» **THE TASK**: Print the records below from the first line through the line containing "Category: hand", both included, word for word.

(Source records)
※ ※ ※

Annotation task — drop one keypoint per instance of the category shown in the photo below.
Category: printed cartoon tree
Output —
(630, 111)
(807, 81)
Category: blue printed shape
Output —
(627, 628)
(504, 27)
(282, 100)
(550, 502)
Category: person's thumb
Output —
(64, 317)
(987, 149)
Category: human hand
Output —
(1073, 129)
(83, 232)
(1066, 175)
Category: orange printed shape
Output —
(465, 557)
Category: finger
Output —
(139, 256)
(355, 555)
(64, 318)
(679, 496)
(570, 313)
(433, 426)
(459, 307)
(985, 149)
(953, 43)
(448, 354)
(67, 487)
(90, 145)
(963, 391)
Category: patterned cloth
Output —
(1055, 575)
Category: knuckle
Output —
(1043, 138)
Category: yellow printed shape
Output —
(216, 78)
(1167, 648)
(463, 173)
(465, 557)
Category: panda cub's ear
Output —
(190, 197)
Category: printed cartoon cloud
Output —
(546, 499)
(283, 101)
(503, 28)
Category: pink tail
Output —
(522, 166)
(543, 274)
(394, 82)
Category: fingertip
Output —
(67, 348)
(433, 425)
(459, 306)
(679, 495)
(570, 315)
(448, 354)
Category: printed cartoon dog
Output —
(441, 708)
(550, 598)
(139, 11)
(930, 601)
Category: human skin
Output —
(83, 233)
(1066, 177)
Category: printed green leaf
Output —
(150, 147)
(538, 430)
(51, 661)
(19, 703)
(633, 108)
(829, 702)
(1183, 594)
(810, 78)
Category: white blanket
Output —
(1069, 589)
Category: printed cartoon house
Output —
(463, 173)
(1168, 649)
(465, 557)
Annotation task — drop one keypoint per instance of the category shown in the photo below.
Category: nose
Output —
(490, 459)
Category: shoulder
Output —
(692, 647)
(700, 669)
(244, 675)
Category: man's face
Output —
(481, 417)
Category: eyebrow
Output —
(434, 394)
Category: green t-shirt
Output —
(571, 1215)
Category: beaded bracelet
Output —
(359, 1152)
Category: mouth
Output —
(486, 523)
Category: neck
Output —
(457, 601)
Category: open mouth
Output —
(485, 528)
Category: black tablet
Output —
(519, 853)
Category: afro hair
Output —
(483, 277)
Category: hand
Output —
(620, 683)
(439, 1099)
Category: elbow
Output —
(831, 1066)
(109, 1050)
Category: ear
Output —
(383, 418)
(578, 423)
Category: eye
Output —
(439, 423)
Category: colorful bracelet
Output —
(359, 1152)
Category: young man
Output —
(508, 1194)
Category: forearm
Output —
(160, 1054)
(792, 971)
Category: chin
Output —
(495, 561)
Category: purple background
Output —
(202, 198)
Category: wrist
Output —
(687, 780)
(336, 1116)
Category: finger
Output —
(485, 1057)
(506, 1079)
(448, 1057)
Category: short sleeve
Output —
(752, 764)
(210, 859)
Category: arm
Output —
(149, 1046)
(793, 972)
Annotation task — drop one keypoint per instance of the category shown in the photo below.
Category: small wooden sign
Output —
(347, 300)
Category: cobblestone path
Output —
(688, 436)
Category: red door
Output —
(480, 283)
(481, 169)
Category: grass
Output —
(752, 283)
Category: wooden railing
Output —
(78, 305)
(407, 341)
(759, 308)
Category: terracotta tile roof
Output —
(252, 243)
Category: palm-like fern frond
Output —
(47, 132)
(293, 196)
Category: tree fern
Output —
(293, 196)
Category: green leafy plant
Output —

※ ※ ※

» **WRITTEN SOLUTION**:
Annotation task — drop one keypoint per instance of the category shown in the photo below.
Category: printed cartoon tree
Output —
(630, 111)
(807, 81)
Category: blue printed shape
Output —
(627, 628)
(504, 27)
(282, 100)
(550, 502)
Category: person's thumb
Output —
(64, 317)
(987, 149)
Category: human hand
Output —
(1073, 129)
(83, 232)
(1066, 175)
Category: orange printed shape
Output —
(465, 557)
Category: finger
Output —
(139, 256)
(355, 555)
(64, 318)
(679, 496)
(570, 313)
(433, 426)
(459, 307)
(985, 149)
(953, 43)
(448, 354)
(67, 487)
(90, 145)
(963, 391)
Category: patterned cloth
Output —
(1055, 575)
Category: knuckle
Output —
(1043, 138)
Category: yellow printed shape
Output —
(216, 78)
(1167, 648)
(463, 173)
(465, 557)
Category: panda cub's ear
Output —
(190, 197)
Category: printed cartoon cloud
Output —
(546, 499)
(283, 101)
(503, 28)
Category: pink tail
Output —
(522, 166)
(543, 274)
(394, 82)
Category: fingertip
Output —
(67, 348)
(433, 425)
(459, 306)
(679, 495)
(570, 315)
(448, 354)
Category: printed cartoon dog
Output —
(441, 708)
(550, 598)
(139, 11)
(930, 601)
Category: human skin
Output —
(83, 233)
(1066, 177)
Category: printed green leaf
Output —
(150, 147)
(538, 430)
(51, 661)
(19, 703)
(633, 108)
(829, 702)
(1183, 594)
(810, 78)
Category: white blanket
Output —
(1069, 589)
Category: printed cartoon house
Output —
(463, 173)
(1168, 649)
(465, 557)
Annotation task — drop one keypoint per instance of the category shown in the photo below.
Category: nose
Output —
(490, 459)
Category: shoulder
Output —
(692, 647)
(700, 669)
(244, 675)
Category: man's face
Output —
(481, 417)
Category: eyebrow
Output —
(434, 394)
Category: green t-shirt
Output —
(571, 1215)
Category: beaded bracelet
Output —
(359, 1152)
Category: mouth
Output —
(486, 523)
Category: neck
Output —
(457, 601)
Category: open mouth
Output —
(485, 528)
Category: black tablet
Output —
(519, 853)
Category: afro hair
Output —
(483, 277)
Category: hand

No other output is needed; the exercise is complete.